» **Exercise requirements**:
The task calls for each record to be given again exactly.

BEGIN Raw data

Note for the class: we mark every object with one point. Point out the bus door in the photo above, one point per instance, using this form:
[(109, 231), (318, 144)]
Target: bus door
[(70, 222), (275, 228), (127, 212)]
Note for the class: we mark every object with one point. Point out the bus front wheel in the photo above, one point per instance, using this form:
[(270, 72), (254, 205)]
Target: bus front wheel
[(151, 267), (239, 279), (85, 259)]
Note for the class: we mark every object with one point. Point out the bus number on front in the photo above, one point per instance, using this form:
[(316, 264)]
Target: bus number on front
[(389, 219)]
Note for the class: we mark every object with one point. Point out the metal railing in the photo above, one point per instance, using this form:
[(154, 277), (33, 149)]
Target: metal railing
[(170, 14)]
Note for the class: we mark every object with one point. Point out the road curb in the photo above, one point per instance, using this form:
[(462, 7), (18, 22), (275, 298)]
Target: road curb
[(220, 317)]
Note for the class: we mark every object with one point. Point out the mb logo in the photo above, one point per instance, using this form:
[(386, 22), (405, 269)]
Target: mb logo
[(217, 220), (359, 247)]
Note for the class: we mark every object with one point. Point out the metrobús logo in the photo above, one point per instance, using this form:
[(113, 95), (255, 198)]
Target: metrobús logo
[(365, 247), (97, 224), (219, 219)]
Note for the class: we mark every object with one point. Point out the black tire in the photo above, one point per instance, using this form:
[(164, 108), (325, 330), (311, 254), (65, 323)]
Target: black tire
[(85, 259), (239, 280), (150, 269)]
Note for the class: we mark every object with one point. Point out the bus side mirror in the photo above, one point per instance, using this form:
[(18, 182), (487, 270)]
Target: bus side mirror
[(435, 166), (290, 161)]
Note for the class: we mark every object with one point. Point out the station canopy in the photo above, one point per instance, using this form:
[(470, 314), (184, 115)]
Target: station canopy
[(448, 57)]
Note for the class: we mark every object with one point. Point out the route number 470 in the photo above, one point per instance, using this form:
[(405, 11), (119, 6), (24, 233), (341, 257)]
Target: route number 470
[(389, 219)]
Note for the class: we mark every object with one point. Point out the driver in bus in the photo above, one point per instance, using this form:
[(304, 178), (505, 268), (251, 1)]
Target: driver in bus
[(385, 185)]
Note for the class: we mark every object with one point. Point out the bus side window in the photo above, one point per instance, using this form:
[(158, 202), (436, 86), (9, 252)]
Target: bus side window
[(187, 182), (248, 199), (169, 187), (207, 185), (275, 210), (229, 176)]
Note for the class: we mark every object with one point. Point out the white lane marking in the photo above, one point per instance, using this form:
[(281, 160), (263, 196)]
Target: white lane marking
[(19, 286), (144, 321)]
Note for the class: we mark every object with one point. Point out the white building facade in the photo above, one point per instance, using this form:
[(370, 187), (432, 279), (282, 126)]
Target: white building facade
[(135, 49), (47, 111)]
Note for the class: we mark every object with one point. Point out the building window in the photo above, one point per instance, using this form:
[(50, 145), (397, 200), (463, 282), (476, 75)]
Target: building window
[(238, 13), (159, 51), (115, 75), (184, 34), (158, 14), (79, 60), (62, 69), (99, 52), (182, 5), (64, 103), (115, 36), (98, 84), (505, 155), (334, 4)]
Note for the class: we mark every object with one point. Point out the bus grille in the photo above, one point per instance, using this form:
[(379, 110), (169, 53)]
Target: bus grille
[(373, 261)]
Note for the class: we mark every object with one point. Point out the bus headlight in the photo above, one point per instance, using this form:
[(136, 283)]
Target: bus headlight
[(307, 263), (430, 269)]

END Raw data

» **Answer space**:
Note for the class: we mark every object with one point. Point out the bus door in the photo above, one point per instance, using this form:
[(109, 231), (318, 144)]
Target: bus door
[(70, 222), (275, 228), (127, 212)]
Note for the class: we mark every object with one point. Point out the bus front wheel in the photo above, one point per instance, using this form:
[(270, 72), (254, 205)]
Target: bus front wheel
[(151, 267), (239, 279), (85, 259)]
Note for the class: we mark every object with one point. Point out the bus number on front in the photo above, one point per instance, using this form:
[(316, 264)]
Target: bus number on front
[(389, 219)]
Note for the class: we mark every object with one point. Point out the metal railing in the photo above, one point per instance, using this form:
[(154, 277), (33, 149)]
Target: metal railing
[(170, 14)]
Note for the class: we mark every object with one point. Point out the road curb in the photo above, one point per instance, using this form:
[(462, 7), (18, 22), (275, 298)]
Target: road curb
[(220, 317)]
Note for the class: we mark every object with one point. Point out the mb logo in the photo above, one point per instance, using this form:
[(386, 22), (405, 269)]
Target: mb logo
[(217, 220), (359, 247)]
Note for the class: we mark every object with one point. Point out the metrobús logo in the photo above, one point per instance, using this form:
[(113, 95), (255, 198)]
Target: metrobús logo
[(365, 247), (97, 224), (219, 219)]
Note for the class: we mark every object with one point. Point out the black tire in the photo above, one point per instance, using this form:
[(164, 108), (325, 330), (311, 254), (65, 323)]
Target: black tire
[(85, 259), (239, 280), (150, 269)]
Note for the class: we mark every object with one point. Point out the bus side mirror in the photo above, one point per instance, using this form:
[(18, 182), (487, 270)]
Target: bus side mirror
[(435, 166), (290, 161)]
Note for the class: we mark every object with one point. Point out the station canopy in the photo above, one point per instance, using this form:
[(470, 314), (184, 115)]
Target: station canopy
[(448, 57)]
Note for the class: we mark every object with one point. Point out the route number 470 in the photo above, one point per instance, using this form:
[(405, 11), (119, 6), (24, 233), (341, 257)]
Target: route number 470
[(389, 219)]
Note for the class: we mark every object with one point. Point out the driver in bus in the photo above, one point per instance, using this form:
[(304, 178), (505, 268), (251, 1)]
Target: driver in bus
[(385, 185)]
Note for the class: we mark every object with one point. Point out the bus side window in the photo above, one point per instance, using this form:
[(158, 202), (436, 86), (9, 252)]
Target: bus side window
[(187, 182), (248, 199), (169, 187), (207, 185), (275, 210), (229, 176)]
Note for the class: we mark every object with one point. Point out the white lane marking in the photo above, one point per instance, using this form:
[(281, 160), (263, 196)]
Target: white lane marking
[(19, 286), (144, 321)]
Note for the class: we mark every object with one point. Point out the white building facade in the photo above, one point per instance, using this form:
[(370, 187), (432, 279), (282, 126)]
Target: white building facade
[(135, 49), (47, 111)]
Note for the class: we mark every object with one point. Point out the building window in the photo above, one point per instance, using this form:
[(50, 145), (397, 200), (463, 282), (476, 75)]
Target: building window
[(238, 13), (159, 51), (115, 75), (184, 34), (158, 14), (79, 60), (62, 69), (99, 52), (182, 5), (64, 103), (115, 36), (98, 84), (505, 155), (334, 4)]
Note for the class: we mark every object with one point. Point out the bus grille in the photo above, one point per instance, using this form:
[(379, 110), (169, 53)]
Target: bus grille
[(373, 261)]
Note for the class: we mark every object with one point. Point out the bus headlight in the photo above, one point per instance, using this form:
[(136, 283)]
Target: bus headlight
[(307, 263), (430, 269)]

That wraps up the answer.